DATA SECTION:
-- Begin --

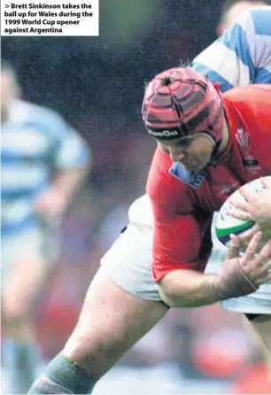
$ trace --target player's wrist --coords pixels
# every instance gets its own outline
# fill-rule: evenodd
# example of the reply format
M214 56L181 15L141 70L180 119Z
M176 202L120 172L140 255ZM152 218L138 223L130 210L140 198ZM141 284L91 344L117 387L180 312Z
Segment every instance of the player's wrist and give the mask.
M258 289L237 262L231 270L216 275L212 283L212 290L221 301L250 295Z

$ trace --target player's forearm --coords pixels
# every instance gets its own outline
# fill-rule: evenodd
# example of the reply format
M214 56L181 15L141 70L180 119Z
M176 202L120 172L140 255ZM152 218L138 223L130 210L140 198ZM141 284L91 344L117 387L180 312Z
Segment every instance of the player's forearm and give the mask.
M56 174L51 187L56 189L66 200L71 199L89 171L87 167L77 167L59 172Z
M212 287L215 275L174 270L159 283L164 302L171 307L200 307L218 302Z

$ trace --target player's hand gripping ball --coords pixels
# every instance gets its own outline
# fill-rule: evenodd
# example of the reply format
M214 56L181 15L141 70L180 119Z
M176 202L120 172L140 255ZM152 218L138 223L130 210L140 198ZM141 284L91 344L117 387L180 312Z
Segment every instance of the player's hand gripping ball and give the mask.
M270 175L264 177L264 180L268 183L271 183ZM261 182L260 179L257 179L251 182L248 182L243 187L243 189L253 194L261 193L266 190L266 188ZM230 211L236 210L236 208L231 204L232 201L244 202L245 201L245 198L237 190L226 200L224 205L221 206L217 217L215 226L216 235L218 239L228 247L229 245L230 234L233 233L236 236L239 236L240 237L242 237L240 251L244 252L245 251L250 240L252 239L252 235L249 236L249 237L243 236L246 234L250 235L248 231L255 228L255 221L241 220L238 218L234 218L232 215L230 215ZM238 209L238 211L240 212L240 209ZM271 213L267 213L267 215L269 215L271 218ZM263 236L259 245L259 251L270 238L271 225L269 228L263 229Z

-- End --

WHAT YOU NEED TO DO:
Reproduce the entire listing above verbatim, leaving out the pictures.

CORRECT RESULT:
$ trace --target player's wrist --coords pixels
# every instance gets its own outline
# fill-rule: evenodd
# example of the reply format
M214 56L181 15L141 70L180 119Z
M176 202L120 172L140 255ZM152 218L138 223L130 210L140 198ZM141 284L91 344L117 387L180 312Z
Segment every instance of the player's wrist and give the mask.
M258 289L237 262L231 270L216 275L212 283L212 290L221 301L250 295Z

$ trace --target player's forearm --coords pixels
# every instance gets its own outline
# fill-rule: evenodd
# example of the reply format
M214 56L181 15L141 70L180 119Z
M176 202L120 172L140 255ZM152 218L138 223L130 210L140 198ZM141 284L91 344L117 387L180 312Z
Segment every instance of the player's forearm and give the mask.
M56 174L51 187L56 189L66 200L71 199L89 171L87 167L77 167L59 172Z
M212 287L215 275L174 270L159 283L164 302L171 307L200 307L218 302Z

$ trace --target player's hand gripping ball --coords pixels
# every instance gets its own outline
# fill-rule: evenodd
# example of the reply format
M214 56L181 15L141 70L180 119Z
M176 202L120 172L140 255ZM152 218L138 223L130 210L140 198ZM141 284L91 344L117 387L180 312Z
Segment every instance of the player's hand gripping ball and give the mask.
M270 175L264 177L264 180L268 183L271 183ZM261 182L260 179L257 179L251 182L248 182L243 187L243 189L253 194L261 193L266 190L266 188ZM230 211L236 210L236 208L231 204L232 201L244 202L245 201L245 198L237 190L226 200L224 205L221 206L217 217L215 226L216 235L218 239L228 247L229 245L230 234L233 233L236 236L239 236L240 237L242 237L240 251L244 252L245 251L250 240L252 239L252 235L249 236L249 237L243 236L246 234L250 235L248 231L255 228L255 221L241 220L238 218L234 218L232 215L230 215ZM238 209L238 211L240 212L240 209ZM271 213L267 213L267 215L269 215L271 218ZM263 236L259 245L259 251L270 238L271 225L269 228L263 229Z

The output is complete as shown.